Exercise instructions:
Which lines in the data below contain the string "field"? List each one in full, treating uppercase and lowercase letters as different.

___ Given records ___

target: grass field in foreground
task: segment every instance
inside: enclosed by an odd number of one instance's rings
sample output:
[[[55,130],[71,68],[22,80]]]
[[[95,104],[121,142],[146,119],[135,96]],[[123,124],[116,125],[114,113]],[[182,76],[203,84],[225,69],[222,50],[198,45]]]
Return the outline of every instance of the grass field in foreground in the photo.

___

Correct response:
target: grass field in foreground
Return the outline of every instance of the grass field in foreground in the photo.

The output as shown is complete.